= Exercise description =
Transcribe all the records exactly and omit any images they hold.

[Data supplied Boundary: Start]

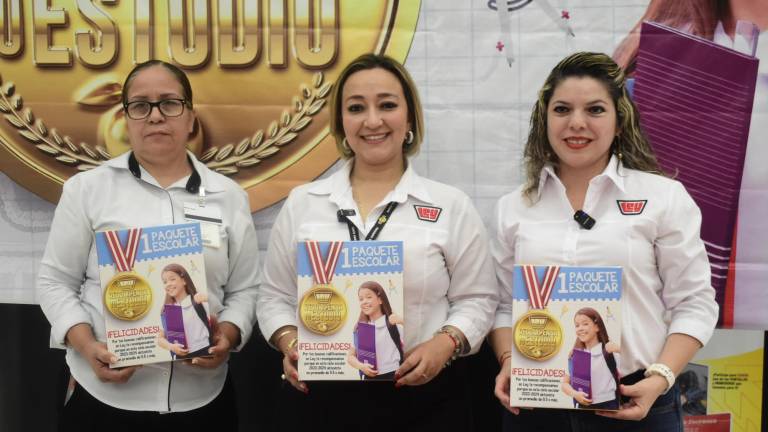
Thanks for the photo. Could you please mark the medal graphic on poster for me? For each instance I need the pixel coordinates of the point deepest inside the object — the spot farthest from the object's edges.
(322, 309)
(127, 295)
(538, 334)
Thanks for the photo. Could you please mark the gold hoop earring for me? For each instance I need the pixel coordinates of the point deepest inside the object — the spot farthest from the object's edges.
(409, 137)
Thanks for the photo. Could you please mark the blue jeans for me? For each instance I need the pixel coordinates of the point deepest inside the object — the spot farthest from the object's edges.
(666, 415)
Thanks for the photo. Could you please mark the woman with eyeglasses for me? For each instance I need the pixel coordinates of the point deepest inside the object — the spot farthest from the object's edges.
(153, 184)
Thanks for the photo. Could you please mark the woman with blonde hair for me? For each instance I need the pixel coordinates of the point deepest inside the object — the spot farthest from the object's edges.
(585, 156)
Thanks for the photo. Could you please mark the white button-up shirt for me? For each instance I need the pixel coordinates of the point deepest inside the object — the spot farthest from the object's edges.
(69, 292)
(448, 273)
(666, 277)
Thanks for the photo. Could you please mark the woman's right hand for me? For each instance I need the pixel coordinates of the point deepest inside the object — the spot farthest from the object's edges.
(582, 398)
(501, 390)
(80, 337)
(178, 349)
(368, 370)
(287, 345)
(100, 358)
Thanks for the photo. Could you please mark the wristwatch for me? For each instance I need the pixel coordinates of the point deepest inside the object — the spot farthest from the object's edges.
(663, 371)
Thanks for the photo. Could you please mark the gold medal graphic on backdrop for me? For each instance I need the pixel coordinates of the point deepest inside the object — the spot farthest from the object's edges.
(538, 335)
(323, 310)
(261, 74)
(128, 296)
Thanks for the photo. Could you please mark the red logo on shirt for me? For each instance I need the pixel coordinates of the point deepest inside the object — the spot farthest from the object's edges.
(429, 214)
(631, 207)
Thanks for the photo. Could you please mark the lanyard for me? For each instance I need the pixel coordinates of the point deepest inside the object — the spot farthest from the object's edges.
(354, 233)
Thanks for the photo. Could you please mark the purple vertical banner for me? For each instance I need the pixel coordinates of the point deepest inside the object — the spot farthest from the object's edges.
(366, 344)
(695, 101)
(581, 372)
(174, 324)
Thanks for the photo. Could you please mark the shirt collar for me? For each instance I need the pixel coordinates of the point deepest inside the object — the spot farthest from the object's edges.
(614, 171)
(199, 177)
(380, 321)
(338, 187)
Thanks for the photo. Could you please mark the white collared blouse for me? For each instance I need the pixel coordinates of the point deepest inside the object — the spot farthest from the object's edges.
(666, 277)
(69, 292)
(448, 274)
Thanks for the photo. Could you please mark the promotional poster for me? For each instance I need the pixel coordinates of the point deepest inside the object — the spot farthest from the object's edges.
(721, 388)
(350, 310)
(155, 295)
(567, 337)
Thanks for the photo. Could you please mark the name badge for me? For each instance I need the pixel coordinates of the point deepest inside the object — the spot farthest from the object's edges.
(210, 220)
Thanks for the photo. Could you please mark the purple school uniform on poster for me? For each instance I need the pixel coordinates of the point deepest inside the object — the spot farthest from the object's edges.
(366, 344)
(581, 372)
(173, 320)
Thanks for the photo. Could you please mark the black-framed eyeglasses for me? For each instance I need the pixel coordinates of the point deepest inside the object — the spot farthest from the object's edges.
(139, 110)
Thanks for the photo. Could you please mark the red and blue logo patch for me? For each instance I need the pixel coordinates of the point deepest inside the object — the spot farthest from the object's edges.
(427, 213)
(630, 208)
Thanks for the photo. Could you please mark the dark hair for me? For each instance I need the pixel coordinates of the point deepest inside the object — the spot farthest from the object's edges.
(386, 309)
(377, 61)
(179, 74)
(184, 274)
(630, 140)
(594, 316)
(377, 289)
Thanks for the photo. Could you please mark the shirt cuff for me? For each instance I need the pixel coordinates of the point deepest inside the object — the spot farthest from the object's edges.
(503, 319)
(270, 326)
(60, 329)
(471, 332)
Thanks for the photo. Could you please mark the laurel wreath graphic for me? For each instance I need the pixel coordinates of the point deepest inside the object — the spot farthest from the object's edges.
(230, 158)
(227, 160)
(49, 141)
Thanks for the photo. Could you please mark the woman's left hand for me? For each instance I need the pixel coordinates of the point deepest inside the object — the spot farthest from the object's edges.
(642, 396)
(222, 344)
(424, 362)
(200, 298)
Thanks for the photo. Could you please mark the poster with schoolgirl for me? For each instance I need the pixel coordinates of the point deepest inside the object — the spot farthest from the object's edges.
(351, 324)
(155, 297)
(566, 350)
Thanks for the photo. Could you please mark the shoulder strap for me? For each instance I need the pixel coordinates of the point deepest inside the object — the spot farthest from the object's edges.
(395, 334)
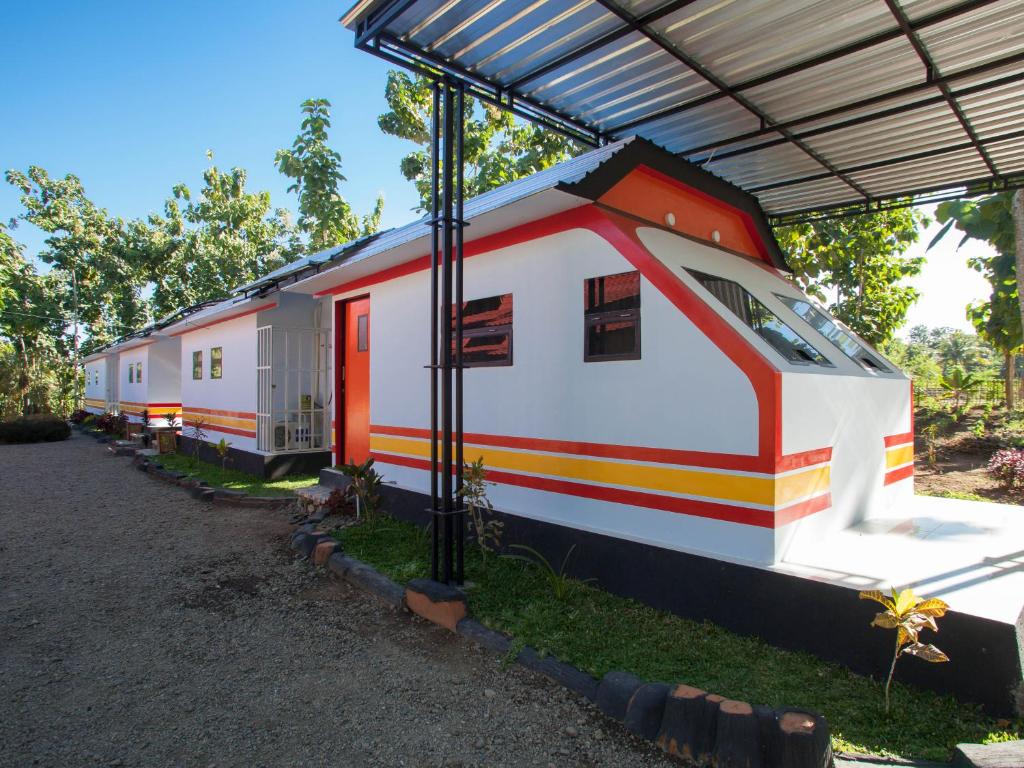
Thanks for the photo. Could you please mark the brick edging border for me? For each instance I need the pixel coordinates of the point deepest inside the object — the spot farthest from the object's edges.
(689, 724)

[Data supplied Boundary: End]

= Result =
Thanks for the photo. Could you please mark the medal graphic on poster for me? For each instance I need the pixel coordinates of the point deepest inside the object — the spot farthest from the object's edges.
(322, 309)
(127, 295)
(538, 334)
Thanks for the photo. Could you please mark the gold hoop earring for me? For each instance I need the pixel coordinates of the point deepest inside the object — the spot farthest from the object's edges.
(409, 137)
Thanks for the photo. Could you please mark the blue jeans for me? For each instance I need the pixel coordinates of the point deepest inside the object — the spot farthest from the object's edges.
(666, 415)
Thanks for the photo. Could you please mark the woman with eyeglasses for me? For each instance I need the pixel coordinates of the point deepest inside the object — the spot farthest from the object's edges.
(153, 184)
Thanks for the photo. Could you please mark the woman with blonde hair for me? For each instance I need the pixel coordinates of the point deepest inside the object — the spot farthest from the object's edges.
(585, 156)
Thanks for the photo. Could you please mark the white button-up shirt for me? For each instance I need the pixel coordinates of the point deepest inside the object — the spot farthest from the object's edges.
(69, 292)
(448, 273)
(666, 277)
Thanks for the photo. Could you please mark the woman's right hand for me? For each instance I need the pixel coordinates of the point deepest inside the object — the spot farthest from the object's edges.
(582, 398)
(501, 390)
(80, 337)
(178, 349)
(368, 370)
(287, 345)
(100, 358)
Thanks for the photo. Could you please mark the wristwatch for me? For each instance I need the pixel coordinates of the point deepest inside the object — the spot farthest from the object's edges.
(663, 371)
Thanks for the photo. Could you please mark the gold medal graphic on backdrop for me? For each instance I need the pixel coordinates of the point deepest inside the object — the spot farthest from the object's edges.
(538, 335)
(323, 310)
(261, 74)
(128, 296)
Thanks for the photo. Could you please mark the red logo on shirt for me? For each instance I need the pixel coordinates of the point deepest inside the object — the spot farthest from the object's edges.
(429, 214)
(631, 207)
Thanks for the photo. Could you please mark the lanyard for me? For each instance I need the pixel coordinates of the point deepest inside the object — the spot farthest from the object's edges.
(354, 233)
Thanks for the photo. Could you please mark the purple vertical banner for me? For each instance I need the pixel coordinates of the point deepest inside the object — the spot farthest from the object's edges.
(366, 344)
(695, 101)
(581, 372)
(174, 324)
Thanks for the photo. Could you please mark the shirt collar for me? For each instance I need the pixel coordinates of the point deepest inside the object — the spot farthest from the object's edges.
(614, 171)
(199, 177)
(380, 321)
(338, 187)
Thanks for the photo. Could you please mark the white collared blouse for me? For each instance I need the pixel coordinates of the point deepest inside the object — the spot farthest from the object's edges.
(666, 277)
(69, 292)
(448, 274)
Thanks for the photo. Could you please mark the promotional poster for me? For each instance I need the pixel coordinates of the point deepest inside the object — the spot farthest from the object's edges.
(721, 388)
(350, 310)
(155, 295)
(567, 337)
Thanks for the photo. Could you please mark the name badge for me? For each instance I need the pixel coordinates of the point deepest inside the object — the spot farthest from the object's edges.
(210, 220)
Thanks for the photo. Could you please mark the purple school uniform on poster for me? For each instance I need the pixel coordinates of the point deepest inside the object — the spot farthest from the object's edges.
(366, 344)
(581, 372)
(173, 320)
Thanks for the photo. Could you please mark the black-framed eyeglasses for me? For each instance I need the pixel coordinates of the point deepest inside the object — the spot farthest from the object's edges.
(139, 110)
Thanks for the photo. Could you please mark the red and blue logo patch for me? For each instance I need the pixel coordinates of the point deepest inside the object — the spot farthest from the object's edges.
(427, 213)
(630, 208)
Thanks for the photo. Could you please mark the dark hair for me? For each instance I need the pixel coordinates of the point deepest inside the object — the spot farthest from the object's edges.
(386, 309)
(377, 61)
(179, 74)
(184, 274)
(630, 140)
(594, 316)
(377, 289)
Thanks for the photo. Could you please mark the shirt cuff for me? For each instance I need the pixel coordinates of the point deepest inside the object — the spot farthest from the object's edges.
(503, 319)
(270, 326)
(60, 329)
(471, 332)
Thanks for the photo. Could you please mark the laurel wreath graphic for me? For each instance I need the pixel coordinates of the point deepest inside the object — the spot farthest from the object's edges.
(230, 158)
(227, 160)
(49, 141)
Thanks for the photo. Could you please mark the woman's left hand for me? For each instance I need the pixel coordinates of the point deepest inside the object — the spot farthest from the object's edges.
(642, 396)
(222, 344)
(424, 362)
(200, 298)
Thanks for the photo. Could you please mark the poster with schoolgirl for me? For each instance I need the pixel coordinates of the point deepest inside the object — the spot farthest from the object's edges.
(351, 324)
(155, 297)
(566, 350)
Thanks for the photo. Could you please mark the shoulder strap for me? For each instance I need the pixel coordinates of the point deepest inside the object — the spot farthest from the object's edges.
(395, 334)
Thanks for the photo. Could you please mark the brick edging border for me? For each instance I need the pixel coordinates of the point deepest inside the object — the spot farthest from the object's edges.
(689, 724)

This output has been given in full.